**ESTRATTO DELLA FONTE**
►

Per la seconda volta consecutiva rischia di restare fuori dai mondiali che si svolgeranno fra un anno esatto in Qatar. Tutti – federazione, calciatori, stampa e tifosi – ci vogliono andare. Ma chi c’è già vorrebbe fuggirne. Infatti la preparazione dei mondiali qatarioti sta costando un tributo di vite umane enorme per i lavoratori che sono impegnati nella costruzione degli stadi. Sono, la quasi totalità, immigrati dal sub continente indiano o dall’Africa che lavorano in cantieri aperti 24 ore al giorno, per 80 centesimi di euro l’ora, con temperature altissime, turni massacranti e ritmi insostenibili. Amnesty international, ormai 6 mesi fa, denunciava la morte di oltre 6500 lavoratori a causa dell’ipersfruttamento.
Una situazione crudele e inumana a cui gli operai sono sottoposti e a cui, come si diceva, non possono sottrarsi, perché spesso sono arrivati nel paese illegalmente e sono tenuti sotto il ricatto economico e legale di un caporalato criminale, connivente con gli emiri che governano il paese e che hanno voluto ad ogni costo – anche grazie a corruzione e
petrodollari – il mondiale nel loro paese. Tanti stanno dicendo che il calcio è morto, quasi nessuno ha il coraggio di dire che uccide.

◄

**ISTRUZIONI E REQUISITI**
Secondo il testo sui mondiali in Qatar, quanto vengono pagati all'ora gli operai che costruiscono gli stadi?

Voci del dataset:
►

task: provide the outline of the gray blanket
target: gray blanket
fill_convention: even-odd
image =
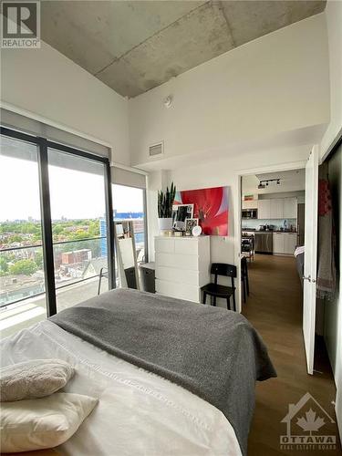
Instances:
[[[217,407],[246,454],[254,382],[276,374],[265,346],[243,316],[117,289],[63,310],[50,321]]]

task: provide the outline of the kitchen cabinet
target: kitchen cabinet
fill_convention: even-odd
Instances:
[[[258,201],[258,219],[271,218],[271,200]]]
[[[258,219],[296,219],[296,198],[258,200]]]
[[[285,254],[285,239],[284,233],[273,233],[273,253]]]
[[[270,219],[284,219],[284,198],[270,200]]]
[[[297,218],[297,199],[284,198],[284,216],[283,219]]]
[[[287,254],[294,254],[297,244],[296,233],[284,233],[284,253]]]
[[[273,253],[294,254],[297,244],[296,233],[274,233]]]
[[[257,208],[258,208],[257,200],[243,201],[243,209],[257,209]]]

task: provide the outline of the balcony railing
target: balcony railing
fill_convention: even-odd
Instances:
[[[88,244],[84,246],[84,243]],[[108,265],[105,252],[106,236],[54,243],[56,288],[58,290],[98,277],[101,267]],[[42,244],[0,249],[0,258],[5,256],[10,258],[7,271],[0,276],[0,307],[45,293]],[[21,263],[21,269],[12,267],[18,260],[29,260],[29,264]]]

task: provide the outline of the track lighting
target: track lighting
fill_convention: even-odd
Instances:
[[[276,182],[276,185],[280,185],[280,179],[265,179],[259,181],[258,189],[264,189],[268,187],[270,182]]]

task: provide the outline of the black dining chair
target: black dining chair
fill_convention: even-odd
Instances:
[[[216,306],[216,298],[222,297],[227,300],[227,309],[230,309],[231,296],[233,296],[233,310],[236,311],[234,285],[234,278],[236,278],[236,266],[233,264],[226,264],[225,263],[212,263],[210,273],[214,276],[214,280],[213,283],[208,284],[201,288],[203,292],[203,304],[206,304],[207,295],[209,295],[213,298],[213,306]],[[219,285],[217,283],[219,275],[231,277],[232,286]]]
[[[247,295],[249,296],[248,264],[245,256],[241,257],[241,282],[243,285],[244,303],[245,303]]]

◄
►

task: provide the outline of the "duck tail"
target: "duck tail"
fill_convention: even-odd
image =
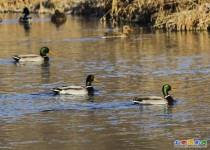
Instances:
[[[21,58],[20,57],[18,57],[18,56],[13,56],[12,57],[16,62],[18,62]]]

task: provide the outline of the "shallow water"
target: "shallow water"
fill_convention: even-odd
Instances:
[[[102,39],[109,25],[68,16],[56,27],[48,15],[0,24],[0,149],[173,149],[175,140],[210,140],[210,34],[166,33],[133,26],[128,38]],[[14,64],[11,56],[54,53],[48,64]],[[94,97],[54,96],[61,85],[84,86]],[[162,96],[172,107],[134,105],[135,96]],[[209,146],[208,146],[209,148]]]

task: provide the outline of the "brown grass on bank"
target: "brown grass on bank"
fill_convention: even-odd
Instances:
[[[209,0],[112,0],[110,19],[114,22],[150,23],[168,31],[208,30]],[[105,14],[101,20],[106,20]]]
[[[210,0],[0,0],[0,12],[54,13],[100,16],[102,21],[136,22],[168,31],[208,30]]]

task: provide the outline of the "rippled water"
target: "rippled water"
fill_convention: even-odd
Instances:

◄

**SOLUZIONE DEL PROBLEMA**
80 centesimi di euro l'ora.